- TEXT:
┏━━
What I did was totally against the 'rules' but I had been told of a couple of people who had moved hives a short distance by piling a heap of twigs, brush etc. in front of the hive so the bees were made to re-orientate. I don't think I put enough on the pile, and what seemed to be an awful lot of bees flew back to the old site over the next couple of days. I feared I had ruined the colony, and left them alone until yesterday, when Mac and I had a look through the hive. It was full to overflowing! There were swarm queen cells on the bottoms of many of the frames, plus 3 succession cells on the faces of frames. I removed a lot of cells before I realised that I could still make a new hive from a nuc of this lovely strong hive. I went and rang Barbara.
Today Barbara came over and we removed almost all of the remaining queen cells. We put one frame of brood with a good queen cell on it, two more of brood and pollen and two of honey into a box (the grey box above), having shaken all the bees into the original box to ensure we hadn't accidentally taken the queen, and put it on top of the queen excluder on the hive. We put another queen excluder on top, and then replaced the honey super.
In the late afternoon Barbara returned and we moved the 5 frames plus, the nurse bees that had moved up to look after the brood, into the small nucleus hive.
Again, the bees weren't totally happy at the disruption, but they settled down quickly. Now to wait and see if the whole thing worked.
┗━━
- WORK ITEM:
In the beekeeping text, why were all the bees shaken into the original box before the frames went into the grey box? Answer in one to three sentences. Work from the beekeeping text alone.

Stored data entries
┏━━
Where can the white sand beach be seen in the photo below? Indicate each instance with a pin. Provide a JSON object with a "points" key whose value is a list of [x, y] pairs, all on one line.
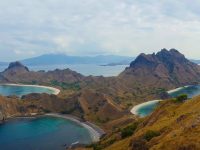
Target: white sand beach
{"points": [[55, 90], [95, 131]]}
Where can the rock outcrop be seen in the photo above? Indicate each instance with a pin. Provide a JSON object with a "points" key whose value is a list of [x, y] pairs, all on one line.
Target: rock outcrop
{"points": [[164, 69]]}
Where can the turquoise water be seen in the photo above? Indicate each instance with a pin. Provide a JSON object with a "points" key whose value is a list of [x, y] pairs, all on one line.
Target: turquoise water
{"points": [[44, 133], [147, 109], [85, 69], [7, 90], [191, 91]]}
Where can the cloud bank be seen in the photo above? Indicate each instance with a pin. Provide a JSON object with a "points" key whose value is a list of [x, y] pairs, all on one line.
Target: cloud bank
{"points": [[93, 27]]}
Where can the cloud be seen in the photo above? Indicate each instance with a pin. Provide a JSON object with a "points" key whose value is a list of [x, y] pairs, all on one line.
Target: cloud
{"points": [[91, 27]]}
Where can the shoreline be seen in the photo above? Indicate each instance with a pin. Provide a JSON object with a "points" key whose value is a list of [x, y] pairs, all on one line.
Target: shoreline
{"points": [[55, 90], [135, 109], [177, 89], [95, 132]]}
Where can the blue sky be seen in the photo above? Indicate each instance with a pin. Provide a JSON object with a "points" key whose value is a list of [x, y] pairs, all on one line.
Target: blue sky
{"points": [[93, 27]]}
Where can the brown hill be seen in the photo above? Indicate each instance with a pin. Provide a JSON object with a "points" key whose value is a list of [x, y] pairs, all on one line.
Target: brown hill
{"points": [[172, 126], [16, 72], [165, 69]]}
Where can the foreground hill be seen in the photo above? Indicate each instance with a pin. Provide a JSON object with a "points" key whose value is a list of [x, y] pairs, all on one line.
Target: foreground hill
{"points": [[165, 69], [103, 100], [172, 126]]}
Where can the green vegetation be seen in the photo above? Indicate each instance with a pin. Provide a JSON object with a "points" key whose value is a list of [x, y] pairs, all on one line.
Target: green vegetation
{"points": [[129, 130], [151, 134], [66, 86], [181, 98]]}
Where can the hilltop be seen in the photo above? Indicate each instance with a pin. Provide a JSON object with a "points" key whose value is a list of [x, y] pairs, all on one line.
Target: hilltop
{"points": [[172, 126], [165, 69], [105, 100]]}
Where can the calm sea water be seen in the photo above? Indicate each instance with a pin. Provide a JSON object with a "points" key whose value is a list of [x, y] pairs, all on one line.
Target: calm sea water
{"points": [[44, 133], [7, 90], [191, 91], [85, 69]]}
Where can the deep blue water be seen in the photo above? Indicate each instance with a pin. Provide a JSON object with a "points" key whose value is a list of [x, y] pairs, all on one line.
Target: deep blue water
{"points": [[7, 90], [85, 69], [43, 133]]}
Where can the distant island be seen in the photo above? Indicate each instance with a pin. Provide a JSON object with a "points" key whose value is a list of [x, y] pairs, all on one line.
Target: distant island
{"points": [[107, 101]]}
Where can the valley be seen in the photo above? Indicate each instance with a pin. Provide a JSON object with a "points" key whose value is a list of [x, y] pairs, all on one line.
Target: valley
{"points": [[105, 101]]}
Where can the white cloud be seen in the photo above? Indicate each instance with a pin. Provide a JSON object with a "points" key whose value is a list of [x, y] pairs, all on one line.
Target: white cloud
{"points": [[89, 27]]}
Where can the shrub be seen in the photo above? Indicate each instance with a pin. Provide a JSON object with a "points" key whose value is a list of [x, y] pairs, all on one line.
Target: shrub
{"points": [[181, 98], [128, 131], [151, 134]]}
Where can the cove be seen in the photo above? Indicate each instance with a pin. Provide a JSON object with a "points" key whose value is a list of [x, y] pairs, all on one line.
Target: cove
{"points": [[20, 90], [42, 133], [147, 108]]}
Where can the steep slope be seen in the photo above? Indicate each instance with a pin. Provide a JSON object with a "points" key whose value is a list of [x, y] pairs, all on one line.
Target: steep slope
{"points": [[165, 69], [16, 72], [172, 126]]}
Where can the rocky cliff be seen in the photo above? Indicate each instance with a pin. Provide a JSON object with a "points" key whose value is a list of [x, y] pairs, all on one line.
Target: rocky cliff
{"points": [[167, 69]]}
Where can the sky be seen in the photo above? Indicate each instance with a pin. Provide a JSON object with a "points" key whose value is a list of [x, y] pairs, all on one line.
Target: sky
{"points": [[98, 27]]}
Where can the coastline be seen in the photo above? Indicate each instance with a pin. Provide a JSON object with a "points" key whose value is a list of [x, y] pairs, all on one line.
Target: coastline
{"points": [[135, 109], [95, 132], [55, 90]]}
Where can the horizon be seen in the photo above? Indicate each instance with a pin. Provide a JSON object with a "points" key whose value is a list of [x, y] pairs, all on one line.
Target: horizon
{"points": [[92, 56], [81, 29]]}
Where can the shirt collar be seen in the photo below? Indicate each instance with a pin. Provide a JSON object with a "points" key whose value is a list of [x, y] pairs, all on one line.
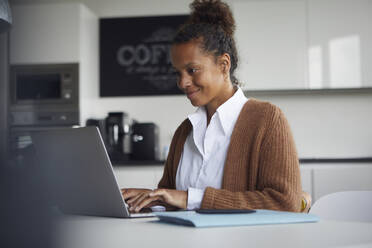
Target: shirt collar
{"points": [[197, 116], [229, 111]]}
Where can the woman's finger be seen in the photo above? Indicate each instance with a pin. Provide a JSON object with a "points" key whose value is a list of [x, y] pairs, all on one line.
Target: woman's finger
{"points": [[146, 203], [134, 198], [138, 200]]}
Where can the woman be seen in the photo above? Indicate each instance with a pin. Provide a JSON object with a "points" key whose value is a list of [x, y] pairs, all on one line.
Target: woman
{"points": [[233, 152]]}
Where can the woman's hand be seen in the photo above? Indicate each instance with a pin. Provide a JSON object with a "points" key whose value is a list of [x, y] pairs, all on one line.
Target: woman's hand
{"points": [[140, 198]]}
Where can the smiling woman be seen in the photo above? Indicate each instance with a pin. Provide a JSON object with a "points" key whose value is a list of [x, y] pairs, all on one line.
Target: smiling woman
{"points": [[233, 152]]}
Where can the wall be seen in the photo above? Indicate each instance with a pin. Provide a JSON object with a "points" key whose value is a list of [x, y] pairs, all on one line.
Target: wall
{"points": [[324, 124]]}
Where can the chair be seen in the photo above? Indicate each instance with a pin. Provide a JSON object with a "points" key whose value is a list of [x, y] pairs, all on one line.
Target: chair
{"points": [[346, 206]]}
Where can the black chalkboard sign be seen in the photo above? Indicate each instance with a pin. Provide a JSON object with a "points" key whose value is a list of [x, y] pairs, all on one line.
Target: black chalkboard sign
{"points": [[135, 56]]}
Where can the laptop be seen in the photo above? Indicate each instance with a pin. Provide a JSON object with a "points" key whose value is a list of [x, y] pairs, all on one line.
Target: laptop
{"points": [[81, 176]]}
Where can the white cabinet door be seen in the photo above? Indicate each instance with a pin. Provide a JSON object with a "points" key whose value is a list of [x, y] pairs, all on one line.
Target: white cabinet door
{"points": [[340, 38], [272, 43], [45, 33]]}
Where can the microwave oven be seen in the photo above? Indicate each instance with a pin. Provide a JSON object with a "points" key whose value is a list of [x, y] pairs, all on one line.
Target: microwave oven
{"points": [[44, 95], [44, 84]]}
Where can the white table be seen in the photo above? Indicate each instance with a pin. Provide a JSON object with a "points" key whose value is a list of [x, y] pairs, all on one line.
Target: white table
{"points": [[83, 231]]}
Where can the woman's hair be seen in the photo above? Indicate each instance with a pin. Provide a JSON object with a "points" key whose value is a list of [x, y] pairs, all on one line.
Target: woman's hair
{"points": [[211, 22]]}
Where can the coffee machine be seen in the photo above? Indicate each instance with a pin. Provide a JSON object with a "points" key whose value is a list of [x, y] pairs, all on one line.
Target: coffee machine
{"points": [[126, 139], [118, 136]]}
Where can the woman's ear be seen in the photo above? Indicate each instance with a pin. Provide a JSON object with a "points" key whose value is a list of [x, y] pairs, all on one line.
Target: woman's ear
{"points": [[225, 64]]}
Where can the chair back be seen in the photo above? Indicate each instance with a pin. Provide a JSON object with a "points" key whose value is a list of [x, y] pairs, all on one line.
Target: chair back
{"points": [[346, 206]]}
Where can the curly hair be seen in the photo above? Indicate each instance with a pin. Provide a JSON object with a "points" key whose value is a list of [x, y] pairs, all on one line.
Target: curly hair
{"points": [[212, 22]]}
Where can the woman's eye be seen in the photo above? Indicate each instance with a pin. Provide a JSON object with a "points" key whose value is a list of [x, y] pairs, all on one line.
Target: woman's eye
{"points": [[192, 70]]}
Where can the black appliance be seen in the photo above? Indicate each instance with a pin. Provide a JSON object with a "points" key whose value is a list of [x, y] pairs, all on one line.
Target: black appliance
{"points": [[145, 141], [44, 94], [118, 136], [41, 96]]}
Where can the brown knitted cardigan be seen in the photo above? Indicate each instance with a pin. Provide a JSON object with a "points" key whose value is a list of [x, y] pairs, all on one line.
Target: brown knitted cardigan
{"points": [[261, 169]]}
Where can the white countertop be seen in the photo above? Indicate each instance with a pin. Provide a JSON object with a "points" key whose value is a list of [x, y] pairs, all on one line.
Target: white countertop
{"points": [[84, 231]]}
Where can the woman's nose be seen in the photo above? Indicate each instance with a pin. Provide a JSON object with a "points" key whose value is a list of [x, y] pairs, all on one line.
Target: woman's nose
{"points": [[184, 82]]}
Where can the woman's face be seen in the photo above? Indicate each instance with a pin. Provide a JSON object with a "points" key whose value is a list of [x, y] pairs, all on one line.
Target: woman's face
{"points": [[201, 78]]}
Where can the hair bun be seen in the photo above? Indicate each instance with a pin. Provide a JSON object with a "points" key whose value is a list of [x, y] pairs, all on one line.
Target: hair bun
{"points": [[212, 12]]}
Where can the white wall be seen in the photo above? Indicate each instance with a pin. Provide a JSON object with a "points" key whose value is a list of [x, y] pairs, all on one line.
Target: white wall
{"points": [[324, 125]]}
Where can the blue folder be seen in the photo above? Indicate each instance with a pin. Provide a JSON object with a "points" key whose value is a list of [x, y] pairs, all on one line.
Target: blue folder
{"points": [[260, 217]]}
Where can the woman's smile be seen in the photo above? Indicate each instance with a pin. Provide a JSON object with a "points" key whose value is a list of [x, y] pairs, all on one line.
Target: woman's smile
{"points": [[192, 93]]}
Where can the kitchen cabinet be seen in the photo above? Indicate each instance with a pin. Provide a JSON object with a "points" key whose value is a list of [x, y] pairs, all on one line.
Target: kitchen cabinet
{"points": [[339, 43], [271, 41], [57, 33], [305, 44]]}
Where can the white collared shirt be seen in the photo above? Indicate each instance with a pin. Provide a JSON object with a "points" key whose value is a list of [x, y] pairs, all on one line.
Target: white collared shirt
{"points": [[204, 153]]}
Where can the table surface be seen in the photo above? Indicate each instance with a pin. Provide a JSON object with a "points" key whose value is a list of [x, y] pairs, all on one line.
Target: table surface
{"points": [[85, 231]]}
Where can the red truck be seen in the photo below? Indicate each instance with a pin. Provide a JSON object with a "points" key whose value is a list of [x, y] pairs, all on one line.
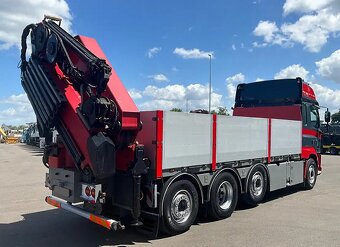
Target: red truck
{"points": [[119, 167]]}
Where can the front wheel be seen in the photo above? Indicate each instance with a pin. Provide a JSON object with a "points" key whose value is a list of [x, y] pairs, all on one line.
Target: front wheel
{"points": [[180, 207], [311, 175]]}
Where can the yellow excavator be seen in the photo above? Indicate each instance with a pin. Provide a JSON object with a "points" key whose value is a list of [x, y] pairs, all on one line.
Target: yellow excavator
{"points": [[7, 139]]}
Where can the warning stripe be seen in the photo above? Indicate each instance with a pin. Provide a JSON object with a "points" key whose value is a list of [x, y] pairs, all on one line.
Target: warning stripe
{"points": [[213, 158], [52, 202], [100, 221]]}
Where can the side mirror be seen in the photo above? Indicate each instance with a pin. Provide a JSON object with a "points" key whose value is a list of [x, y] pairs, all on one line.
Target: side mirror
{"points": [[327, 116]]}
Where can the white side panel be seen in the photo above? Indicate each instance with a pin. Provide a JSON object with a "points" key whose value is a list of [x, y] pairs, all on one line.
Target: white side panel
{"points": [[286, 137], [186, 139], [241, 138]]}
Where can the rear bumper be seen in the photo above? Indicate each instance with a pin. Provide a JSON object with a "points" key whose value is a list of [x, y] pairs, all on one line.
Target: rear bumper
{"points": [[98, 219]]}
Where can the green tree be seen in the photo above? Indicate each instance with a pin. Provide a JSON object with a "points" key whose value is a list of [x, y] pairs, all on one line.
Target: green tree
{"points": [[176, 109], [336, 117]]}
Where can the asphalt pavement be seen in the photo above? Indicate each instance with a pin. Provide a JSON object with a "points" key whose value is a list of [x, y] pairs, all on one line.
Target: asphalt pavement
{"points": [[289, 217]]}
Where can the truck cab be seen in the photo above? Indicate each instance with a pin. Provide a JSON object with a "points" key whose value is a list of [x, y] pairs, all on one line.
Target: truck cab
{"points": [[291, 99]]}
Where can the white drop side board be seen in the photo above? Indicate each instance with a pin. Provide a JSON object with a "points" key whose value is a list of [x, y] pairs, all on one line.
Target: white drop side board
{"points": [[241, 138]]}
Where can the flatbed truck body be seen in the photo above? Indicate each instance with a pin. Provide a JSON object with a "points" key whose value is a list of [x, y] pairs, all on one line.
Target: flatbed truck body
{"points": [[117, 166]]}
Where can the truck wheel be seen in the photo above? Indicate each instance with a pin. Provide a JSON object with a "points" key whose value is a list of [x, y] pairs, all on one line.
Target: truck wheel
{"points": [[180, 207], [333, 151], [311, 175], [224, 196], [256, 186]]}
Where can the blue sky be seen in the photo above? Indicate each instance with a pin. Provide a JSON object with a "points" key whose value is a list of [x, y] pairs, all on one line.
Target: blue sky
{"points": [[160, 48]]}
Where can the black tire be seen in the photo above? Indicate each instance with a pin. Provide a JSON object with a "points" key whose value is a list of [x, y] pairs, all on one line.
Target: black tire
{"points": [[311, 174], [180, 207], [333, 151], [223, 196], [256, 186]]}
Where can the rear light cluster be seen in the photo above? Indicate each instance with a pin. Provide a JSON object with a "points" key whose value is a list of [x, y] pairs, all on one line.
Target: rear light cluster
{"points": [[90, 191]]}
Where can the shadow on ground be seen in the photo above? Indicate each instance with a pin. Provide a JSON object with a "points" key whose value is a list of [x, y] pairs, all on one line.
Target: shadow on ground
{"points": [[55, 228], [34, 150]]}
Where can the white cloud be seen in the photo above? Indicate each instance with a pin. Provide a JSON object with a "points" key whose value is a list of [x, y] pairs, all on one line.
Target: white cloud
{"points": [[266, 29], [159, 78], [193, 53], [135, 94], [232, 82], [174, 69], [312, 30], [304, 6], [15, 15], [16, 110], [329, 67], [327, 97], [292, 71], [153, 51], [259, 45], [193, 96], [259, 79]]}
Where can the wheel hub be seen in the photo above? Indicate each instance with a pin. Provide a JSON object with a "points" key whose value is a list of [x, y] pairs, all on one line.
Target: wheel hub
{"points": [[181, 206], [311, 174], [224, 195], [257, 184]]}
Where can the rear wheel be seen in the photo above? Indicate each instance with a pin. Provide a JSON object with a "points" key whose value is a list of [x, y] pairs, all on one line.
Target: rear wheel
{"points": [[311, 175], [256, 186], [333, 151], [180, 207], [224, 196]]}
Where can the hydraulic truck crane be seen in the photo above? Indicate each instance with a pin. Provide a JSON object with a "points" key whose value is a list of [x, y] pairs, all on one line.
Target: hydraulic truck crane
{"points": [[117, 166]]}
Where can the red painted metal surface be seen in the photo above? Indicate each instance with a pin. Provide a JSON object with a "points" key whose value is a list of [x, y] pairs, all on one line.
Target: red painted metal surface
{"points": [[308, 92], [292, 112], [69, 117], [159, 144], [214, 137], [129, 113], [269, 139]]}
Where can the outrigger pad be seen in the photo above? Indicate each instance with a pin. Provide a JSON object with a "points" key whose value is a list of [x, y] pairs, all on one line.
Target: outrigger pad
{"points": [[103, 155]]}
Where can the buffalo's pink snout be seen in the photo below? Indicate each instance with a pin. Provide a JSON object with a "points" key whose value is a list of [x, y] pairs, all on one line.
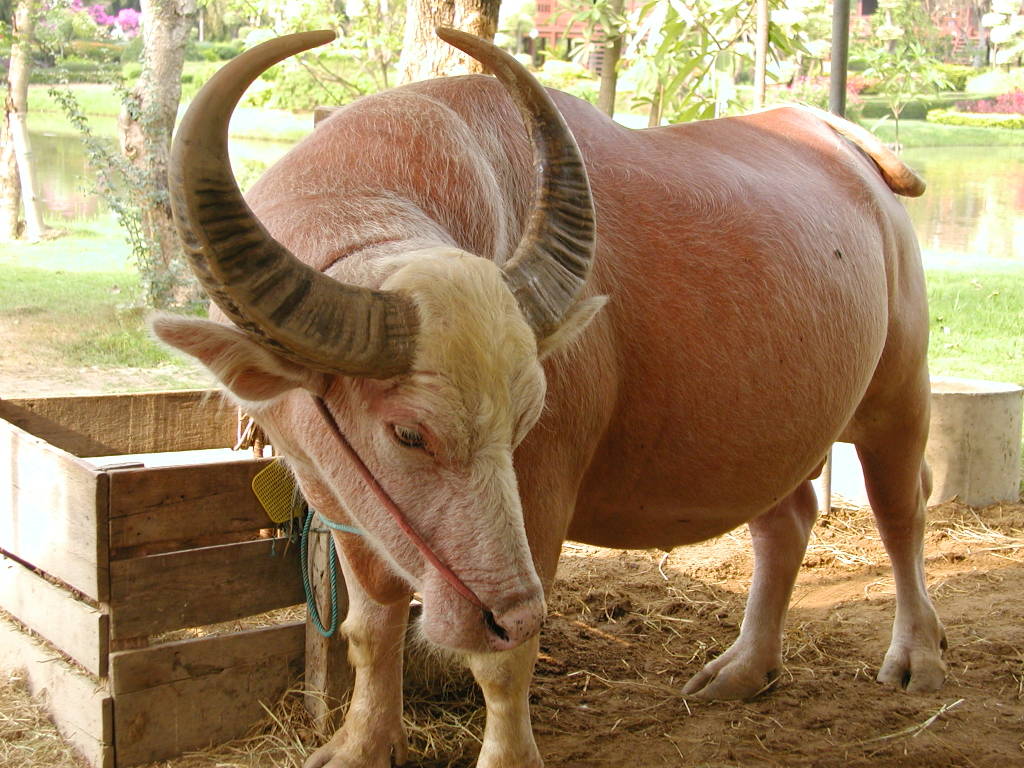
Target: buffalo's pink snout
┗━━
- RESPONSE AREA:
The bees were shaken into the original box to make sure the queen wasn't accidentally taken into the new box with the frames.